Records:
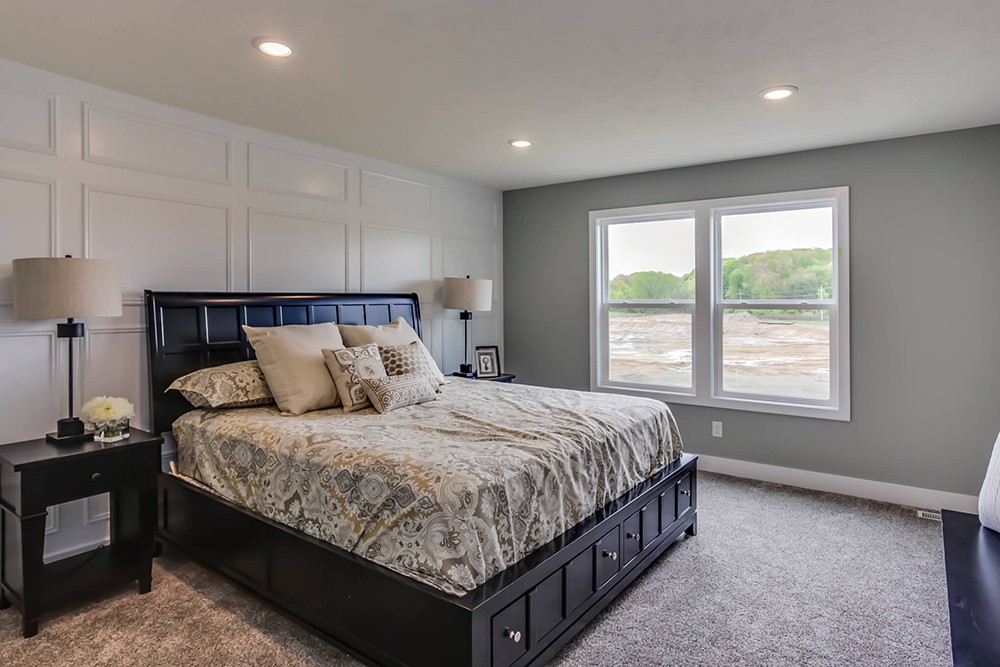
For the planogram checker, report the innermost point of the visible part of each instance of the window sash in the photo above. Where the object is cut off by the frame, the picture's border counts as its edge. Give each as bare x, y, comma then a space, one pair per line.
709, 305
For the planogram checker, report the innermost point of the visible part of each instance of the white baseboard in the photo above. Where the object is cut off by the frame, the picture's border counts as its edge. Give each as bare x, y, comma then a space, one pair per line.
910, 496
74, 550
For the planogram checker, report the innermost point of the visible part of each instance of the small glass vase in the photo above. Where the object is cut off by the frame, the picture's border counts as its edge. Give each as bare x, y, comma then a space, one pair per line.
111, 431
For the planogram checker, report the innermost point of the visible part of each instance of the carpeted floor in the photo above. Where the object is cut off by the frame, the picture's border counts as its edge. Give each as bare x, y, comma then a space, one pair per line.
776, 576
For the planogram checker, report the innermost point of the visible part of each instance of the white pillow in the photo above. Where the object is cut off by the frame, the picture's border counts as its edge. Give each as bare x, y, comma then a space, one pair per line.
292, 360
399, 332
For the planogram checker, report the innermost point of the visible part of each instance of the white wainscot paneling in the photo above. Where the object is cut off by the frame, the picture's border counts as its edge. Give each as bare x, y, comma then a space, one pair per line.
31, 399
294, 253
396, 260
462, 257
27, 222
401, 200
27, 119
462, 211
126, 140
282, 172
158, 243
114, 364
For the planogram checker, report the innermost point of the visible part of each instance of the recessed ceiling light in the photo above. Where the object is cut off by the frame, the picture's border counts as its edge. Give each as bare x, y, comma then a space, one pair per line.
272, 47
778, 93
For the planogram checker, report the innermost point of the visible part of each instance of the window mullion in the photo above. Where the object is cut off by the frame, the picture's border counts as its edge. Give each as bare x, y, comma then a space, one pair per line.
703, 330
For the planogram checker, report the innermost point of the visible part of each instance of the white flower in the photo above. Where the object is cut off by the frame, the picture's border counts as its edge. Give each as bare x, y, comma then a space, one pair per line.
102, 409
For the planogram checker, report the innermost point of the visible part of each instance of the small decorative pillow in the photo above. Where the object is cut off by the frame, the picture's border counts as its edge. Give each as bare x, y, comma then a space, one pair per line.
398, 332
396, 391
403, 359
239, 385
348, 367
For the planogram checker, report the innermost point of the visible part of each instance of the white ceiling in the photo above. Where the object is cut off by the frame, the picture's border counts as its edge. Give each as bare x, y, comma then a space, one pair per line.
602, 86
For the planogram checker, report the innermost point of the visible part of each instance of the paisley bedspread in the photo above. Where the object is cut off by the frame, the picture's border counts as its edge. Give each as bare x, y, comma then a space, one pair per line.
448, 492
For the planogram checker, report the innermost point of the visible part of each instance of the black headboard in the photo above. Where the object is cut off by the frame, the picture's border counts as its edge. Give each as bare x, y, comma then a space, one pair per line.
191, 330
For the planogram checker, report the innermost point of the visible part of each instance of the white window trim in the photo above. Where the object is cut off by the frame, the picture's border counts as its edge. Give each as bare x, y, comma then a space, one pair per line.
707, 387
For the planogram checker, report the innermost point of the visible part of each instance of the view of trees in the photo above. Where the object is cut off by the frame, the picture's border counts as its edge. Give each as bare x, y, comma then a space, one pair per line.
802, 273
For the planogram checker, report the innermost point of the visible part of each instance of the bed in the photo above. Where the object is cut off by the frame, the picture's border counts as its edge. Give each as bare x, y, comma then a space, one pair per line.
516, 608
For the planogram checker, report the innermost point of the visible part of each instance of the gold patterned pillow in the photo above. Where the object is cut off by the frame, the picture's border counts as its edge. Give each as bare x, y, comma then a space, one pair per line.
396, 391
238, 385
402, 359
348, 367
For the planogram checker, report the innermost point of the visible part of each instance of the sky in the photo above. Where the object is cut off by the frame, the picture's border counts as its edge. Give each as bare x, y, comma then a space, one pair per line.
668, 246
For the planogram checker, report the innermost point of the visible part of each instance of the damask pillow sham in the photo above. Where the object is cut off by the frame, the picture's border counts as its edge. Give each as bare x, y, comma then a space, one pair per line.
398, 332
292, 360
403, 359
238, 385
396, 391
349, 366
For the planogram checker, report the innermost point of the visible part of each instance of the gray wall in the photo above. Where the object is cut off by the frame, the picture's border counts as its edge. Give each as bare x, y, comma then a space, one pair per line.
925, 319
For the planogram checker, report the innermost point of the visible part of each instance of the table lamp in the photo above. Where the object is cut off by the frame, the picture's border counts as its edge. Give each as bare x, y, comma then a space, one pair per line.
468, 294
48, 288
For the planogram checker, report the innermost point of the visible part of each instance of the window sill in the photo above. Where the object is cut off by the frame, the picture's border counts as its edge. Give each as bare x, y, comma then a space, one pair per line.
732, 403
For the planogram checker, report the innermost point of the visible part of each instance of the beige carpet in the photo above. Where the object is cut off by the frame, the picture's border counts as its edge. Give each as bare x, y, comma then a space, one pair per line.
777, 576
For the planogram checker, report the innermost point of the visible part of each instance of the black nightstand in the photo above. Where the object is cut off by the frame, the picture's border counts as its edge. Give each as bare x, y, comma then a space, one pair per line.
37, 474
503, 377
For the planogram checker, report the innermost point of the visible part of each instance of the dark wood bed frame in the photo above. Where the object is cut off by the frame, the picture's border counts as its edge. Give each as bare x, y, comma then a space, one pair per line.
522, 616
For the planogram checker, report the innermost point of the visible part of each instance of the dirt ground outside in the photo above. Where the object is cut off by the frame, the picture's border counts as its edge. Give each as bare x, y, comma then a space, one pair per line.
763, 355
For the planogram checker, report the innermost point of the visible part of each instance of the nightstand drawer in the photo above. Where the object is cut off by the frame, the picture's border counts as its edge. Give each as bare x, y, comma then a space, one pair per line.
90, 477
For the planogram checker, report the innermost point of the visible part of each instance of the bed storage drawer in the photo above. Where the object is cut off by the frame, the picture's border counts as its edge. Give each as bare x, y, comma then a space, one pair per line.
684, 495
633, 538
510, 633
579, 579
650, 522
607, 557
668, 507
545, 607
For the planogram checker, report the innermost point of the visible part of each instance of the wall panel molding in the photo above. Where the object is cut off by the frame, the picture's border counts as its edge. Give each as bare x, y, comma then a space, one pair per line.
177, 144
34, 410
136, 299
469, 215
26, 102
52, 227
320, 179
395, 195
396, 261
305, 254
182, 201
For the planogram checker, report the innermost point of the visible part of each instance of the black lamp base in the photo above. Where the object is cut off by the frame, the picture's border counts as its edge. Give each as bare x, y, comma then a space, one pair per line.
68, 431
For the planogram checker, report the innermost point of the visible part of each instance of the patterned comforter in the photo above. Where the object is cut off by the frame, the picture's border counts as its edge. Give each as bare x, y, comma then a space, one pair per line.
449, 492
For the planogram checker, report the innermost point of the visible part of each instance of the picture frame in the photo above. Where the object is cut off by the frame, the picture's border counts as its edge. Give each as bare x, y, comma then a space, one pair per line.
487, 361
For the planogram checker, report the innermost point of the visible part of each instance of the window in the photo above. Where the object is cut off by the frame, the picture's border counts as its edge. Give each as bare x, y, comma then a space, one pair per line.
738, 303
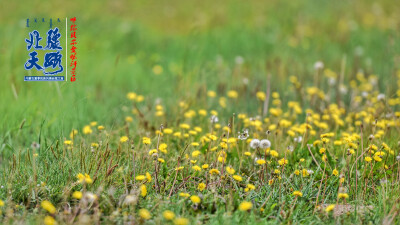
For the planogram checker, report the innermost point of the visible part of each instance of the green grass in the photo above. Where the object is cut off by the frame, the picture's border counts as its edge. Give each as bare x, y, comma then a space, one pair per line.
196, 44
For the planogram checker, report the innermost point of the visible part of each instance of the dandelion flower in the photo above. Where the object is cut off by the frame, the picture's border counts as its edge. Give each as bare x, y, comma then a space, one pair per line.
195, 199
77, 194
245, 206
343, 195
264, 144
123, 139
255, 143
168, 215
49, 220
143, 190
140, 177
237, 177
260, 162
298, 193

...

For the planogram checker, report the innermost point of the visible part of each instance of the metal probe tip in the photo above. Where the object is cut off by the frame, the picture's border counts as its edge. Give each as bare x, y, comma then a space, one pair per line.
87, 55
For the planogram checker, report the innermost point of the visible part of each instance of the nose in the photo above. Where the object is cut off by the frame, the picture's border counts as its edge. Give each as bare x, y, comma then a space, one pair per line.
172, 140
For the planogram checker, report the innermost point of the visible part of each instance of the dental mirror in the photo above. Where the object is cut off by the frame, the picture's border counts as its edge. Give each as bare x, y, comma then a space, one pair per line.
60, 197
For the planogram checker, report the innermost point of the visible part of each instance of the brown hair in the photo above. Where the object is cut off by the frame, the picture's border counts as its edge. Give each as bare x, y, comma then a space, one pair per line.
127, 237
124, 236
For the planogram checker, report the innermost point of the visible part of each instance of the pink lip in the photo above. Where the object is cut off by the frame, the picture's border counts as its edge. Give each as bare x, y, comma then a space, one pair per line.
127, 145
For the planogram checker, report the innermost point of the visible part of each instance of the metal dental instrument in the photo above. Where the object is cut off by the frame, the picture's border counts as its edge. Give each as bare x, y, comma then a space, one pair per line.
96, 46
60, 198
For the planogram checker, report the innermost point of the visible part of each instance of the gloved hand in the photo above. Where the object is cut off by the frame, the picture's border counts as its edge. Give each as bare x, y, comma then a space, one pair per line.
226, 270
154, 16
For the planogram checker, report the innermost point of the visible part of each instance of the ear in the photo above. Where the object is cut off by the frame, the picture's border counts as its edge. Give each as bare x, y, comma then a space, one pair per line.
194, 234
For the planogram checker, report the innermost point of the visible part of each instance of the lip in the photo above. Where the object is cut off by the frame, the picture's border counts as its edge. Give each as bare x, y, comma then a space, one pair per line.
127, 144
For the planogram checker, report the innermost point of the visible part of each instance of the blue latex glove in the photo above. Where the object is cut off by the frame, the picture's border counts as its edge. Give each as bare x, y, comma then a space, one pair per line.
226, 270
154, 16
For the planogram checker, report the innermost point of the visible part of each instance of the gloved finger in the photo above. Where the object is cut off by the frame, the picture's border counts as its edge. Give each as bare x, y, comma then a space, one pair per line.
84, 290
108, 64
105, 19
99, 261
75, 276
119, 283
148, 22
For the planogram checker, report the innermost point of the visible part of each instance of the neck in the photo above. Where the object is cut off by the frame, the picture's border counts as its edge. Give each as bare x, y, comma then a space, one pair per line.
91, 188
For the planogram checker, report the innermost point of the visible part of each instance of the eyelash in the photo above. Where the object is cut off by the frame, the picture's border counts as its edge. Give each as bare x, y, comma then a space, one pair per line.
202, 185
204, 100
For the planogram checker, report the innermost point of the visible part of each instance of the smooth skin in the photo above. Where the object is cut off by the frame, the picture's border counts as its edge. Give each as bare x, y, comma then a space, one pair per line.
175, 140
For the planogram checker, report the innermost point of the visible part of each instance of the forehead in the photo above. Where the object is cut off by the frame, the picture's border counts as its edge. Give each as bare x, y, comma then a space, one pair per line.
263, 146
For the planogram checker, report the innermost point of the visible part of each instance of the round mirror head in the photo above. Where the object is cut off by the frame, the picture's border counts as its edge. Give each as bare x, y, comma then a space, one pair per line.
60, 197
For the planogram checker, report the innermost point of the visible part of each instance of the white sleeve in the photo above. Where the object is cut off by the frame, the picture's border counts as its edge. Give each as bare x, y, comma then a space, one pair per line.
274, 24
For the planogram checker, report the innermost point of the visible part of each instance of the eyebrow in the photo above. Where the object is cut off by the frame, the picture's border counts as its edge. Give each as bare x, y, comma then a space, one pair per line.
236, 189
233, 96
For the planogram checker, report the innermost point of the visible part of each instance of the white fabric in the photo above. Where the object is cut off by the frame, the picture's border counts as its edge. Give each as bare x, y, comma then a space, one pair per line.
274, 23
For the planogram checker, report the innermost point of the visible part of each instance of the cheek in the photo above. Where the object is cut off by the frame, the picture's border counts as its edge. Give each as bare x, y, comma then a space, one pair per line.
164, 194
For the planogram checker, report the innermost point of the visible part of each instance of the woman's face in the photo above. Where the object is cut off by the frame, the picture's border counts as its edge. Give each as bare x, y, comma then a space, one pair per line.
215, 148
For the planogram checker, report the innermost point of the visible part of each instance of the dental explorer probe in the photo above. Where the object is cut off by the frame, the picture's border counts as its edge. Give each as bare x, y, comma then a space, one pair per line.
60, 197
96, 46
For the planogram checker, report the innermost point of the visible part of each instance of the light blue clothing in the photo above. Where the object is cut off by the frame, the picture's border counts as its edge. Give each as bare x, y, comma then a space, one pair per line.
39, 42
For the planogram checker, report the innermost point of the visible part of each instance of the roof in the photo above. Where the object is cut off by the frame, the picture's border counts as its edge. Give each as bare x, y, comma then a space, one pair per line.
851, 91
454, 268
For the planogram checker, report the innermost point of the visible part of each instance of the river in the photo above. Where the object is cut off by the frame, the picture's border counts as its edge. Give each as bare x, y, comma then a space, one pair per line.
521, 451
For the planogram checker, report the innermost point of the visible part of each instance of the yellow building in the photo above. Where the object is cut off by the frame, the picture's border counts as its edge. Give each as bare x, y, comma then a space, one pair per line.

TASK TO CARRY OUT — Select every line in the records above that contains the word "flower" and copy each such line in full. Case counts.

REPLY —
For the planogram checker, report the innermost point of the visible part of each instance of the white flower in the photo above. Where the object is cut off by the frame, the picture's border counts as its edge. Give each as bare x, y, comma then a space, one pair per line.
For the planogram checker, report the innermost point of the visible part of each instance of the dandelion flower in the photo above. Where the object is cut off by the frame, the picture's border counts as its edge. Give each as bare x, y, comma then a space, one pair per line.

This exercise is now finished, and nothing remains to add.